What is expected -
Return only the lines from the one containing "Query: overgrown grass" to the end of the material, with each one exactly as it appears.

Extracted data -
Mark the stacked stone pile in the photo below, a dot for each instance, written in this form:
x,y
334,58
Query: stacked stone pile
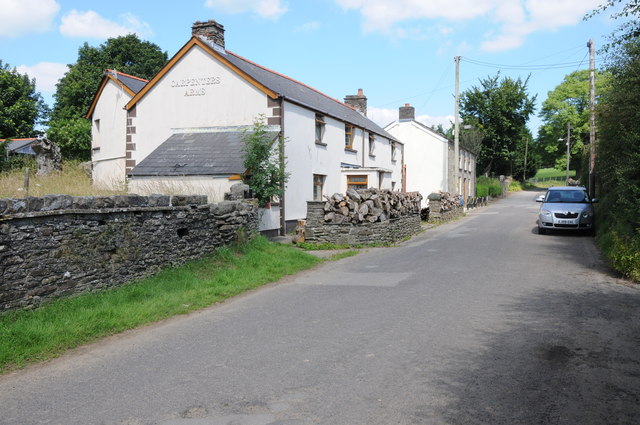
x,y
370,206
448,201
444,205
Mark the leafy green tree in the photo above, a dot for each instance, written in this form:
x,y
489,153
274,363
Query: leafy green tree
x,y
73,136
618,155
568,103
21,107
264,163
75,91
500,109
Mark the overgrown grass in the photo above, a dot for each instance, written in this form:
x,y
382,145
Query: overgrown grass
x,y
71,181
46,332
621,249
486,186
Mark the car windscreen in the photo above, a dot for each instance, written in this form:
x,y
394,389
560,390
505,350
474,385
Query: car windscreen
x,y
567,196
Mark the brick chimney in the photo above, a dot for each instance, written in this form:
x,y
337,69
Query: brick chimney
x,y
407,112
209,31
357,101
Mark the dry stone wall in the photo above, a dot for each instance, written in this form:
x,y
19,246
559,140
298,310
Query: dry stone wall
x,y
363,217
61,245
444,206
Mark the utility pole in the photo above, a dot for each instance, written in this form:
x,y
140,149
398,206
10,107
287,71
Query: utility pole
x,y
592,120
568,149
456,128
526,151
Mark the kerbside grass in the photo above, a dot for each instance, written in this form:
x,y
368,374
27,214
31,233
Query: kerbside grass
x,y
46,332
72,180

Your solution -
Query: overgrown grass
x,y
71,181
46,332
621,249
486,186
Mark the car windscreen in the photo above, a dot for each instance, written in this form:
x,y
394,389
560,390
505,350
474,385
Query: car windscreen
x,y
567,196
Mark the brick chimney in the photo above, a dot for each instance, written in this form:
x,y
337,69
Query: brick chimney
x,y
407,112
209,31
357,101
Mark the dry stone wall in the photo above, a dot for each instance, written in this form:
x,y
19,246
559,140
298,310
Query: dry stone wall
x,y
363,217
61,245
444,206
Mark the utility pole in the photo above, a dot for each instance, written in this form:
x,y
140,149
398,206
10,107
287,71
Query: utility pole
x,y
592,120
568,149
456,128
526,151
Mark the kerbside grass in the photo above, a dot for each instance, written in this form:
x,y
368,374
27,214
31,233
Query: kerbside grass
x,y
46,332
72,180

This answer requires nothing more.